■ Selected text:
________________________________________

In gup slow path, slow path, where
__gup_longterm_locked->check_and_migrate_cma_pages() handles FOLL_LONGTERM,
but in fast path, there lacks such a check, which means a possible leak of
CMA page to longterm pinned.
Place a check in try_grab_compound_head() in the fast path to fix the leak,
and if FOLL_LONGTERM happens on CMA, it will fall back to slow path to
migrate the page.
Some note about the check:
Huge page's subpages have the same migrate type due to either
allocation from a free_list[] or alloc_contig_range() with param
MIGRATE_MOVABLE. So it is enough to check on a single subpage
by is_migrate_cma_page(subpage)
Signed-off-by: Pingfan Liu <[email protected]>
Cc: Ira Weiny <[email protected]>
Cc: Andrew Morton <[email protected]>
Cc: Mike Rapoport <[email protected]>
Cc: Dan Williams <[email protected]>
Cc: Matthew Wilcox <[email protected]>
Cc: John Hubbard <[email protected]>
Cc: "Aneesh Kumar K.V" <[email protected]>
Cc: Christoph Hellwig <[email protected]>
Cc: Shuah Khan <[email protected]>
Cc: Jason Gunthorpe <[email protected]>
To: [email protected]
Cc: [email protected]
---
v6 -> v7: fix coding style issue
mm/gup.c | 9 +++++++++
1 file changed, 9 insertions(+)
diff --git a/mm/gup.c b/mm/gup.c
index 9df77b1..0a536d7 100644
--- a/mm/gup.c
+++ b/mm/gup.c
@@ -89,6 +89,15 @@ static __maybe_unused struct page *try_grab_compound_head(struct page *page,
int orig_refs = refs;
/*
+ * Huge page's subpages have the same migrate type due to either
+ * allocation from a free_list[] or alloc_contig_range() with
+ * param MIGRATE_MOVABLE. So it is enough to check on a subpage.
+ */
+ if (unlikely(flags & FOLL_LONGTERM) &&
+ is_migrate_cma_page(page))
+ return NULL;
+
+ /*
* When pinning a compound page of order > 1 (which is what
* hpage_pincount_available() checks for), use an exact count to
* track it, via hpage_pincount_add/_sub().
--
2.7.5
On Tue, Mar 17, 2020 at 07:47:32PM +0800, Pingfan Liu wrote:
> FOLL_LONGTERM is a special case of FOLL_PIN. It suggests a pin which is
> going to be given to hardware and can't move. It would truncate CMA
> permanently and should be excluded.

________________________________________

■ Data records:
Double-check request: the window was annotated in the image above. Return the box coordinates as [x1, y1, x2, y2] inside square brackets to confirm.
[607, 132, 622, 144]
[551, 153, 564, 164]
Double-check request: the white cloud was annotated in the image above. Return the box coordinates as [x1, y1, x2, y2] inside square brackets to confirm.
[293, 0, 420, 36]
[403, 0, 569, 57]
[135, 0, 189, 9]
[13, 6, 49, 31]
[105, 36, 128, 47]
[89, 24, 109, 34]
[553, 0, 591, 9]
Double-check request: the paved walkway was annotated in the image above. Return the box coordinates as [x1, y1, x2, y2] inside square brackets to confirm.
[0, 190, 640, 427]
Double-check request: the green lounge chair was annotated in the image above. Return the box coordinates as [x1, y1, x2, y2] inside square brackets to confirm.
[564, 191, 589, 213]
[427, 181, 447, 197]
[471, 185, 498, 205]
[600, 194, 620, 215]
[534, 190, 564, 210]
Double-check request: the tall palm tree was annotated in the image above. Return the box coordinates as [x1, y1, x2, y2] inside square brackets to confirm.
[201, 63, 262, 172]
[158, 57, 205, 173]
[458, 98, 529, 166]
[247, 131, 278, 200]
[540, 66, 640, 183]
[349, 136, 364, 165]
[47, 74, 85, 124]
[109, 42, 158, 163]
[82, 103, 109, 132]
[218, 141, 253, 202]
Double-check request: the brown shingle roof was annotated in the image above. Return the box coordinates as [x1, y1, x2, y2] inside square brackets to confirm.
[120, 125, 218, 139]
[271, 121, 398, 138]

________________________________________

■ Jobs:
(1) Answer these questions about the kernel patch text:
(a) In which function is the new check placed in the fast path?
(b) What change does the "v6 -> v7" note describe?
(c) According to the reply quoted at the end, FOLL_LONGTERM is a special case of what?
(2) In the kernel patch text, write out everything from "Place a check" down to "migrate the page.", replacing "fall back" with "revert".

■ Solutions to each task:
(1)
(a) try_grab_compound_head()
(b) Fixing a coding style issue.
(c) FOLL_PIN

(2)
Place a check in try_grab_compound_head() in the fast path to fix the leak,
and if FOLL_LONGTERM happens on CMA, it will revert to slow path to
migrate the page.